Braun: Rutgers-Camden medical school situation is personal, as well as political

Add yet another factor to the emotional politics behind the drive to strip Rutgers University of control over its Camden campus, politics described by one state senator as "the beginning of a new civil war": The personal. The rejection that the powerful Norcross family of South Jersey felt at the refusal of the universitys president to take over the new Cooper Medical School in Camden.

"Rutgers could have had the medical school some years ago," said State Sen. Donald Norcross (D-Camden), the prime sponsor of the bill that aims to "reorganize" higher education in the state but also results in the first real threat to the autonomy and structural integrity of Rutgers University in its 56-year history as it is called under the law, "The State University of New Jersey."

"For whatever reason, they decided not to," said Norcross, whose brother George is political boss of South Jersey.

Through the efforts of Senate President Steve Sweeney (D-Gloucester) and the demands of Gov. Chris Christie, the bill is racing through the Legislature without so much as a pause to think of its price tag. The other day, the five senators on the Senate Higher Education committee voted for the bill, although the three Democrats and two Republicans admitted like Donald Norcross did they had no clue how much money it would cost. Critics have put the price at a quarter-billion dollars, maybe more.

◆ Dataset:
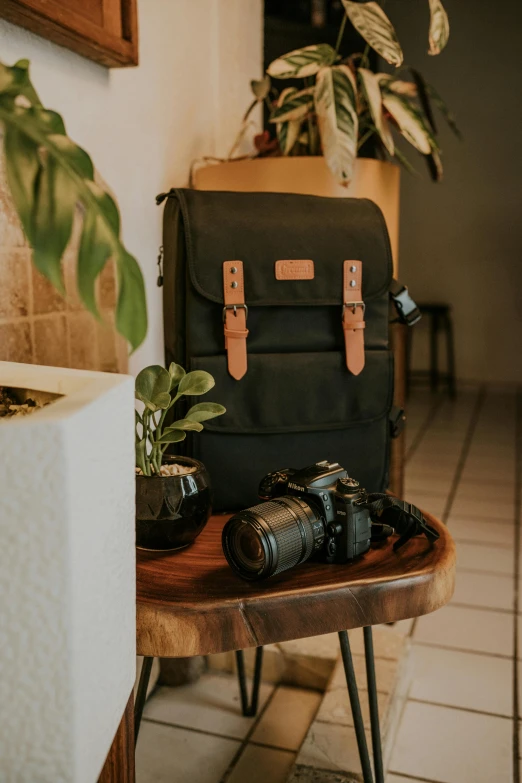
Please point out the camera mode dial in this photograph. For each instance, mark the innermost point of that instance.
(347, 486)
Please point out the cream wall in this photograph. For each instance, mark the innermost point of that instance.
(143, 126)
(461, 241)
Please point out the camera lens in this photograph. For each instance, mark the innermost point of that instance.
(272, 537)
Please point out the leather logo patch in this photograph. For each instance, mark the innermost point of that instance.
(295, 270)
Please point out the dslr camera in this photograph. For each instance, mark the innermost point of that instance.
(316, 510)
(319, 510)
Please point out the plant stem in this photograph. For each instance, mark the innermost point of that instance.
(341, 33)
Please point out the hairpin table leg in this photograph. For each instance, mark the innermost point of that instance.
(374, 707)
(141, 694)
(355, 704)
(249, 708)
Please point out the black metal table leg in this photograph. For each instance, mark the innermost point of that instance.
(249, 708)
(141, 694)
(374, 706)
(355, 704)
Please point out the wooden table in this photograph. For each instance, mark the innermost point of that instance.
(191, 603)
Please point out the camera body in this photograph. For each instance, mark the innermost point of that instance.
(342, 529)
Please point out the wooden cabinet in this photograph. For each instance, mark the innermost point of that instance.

◆ What you are asked to do: In the article on the Rutgers-Camden medical school, who is the prime sponsor of the bill to reorganize higher education in the state?

◆ Exercise answer: State Sen. Donald Norcross (D-Camden).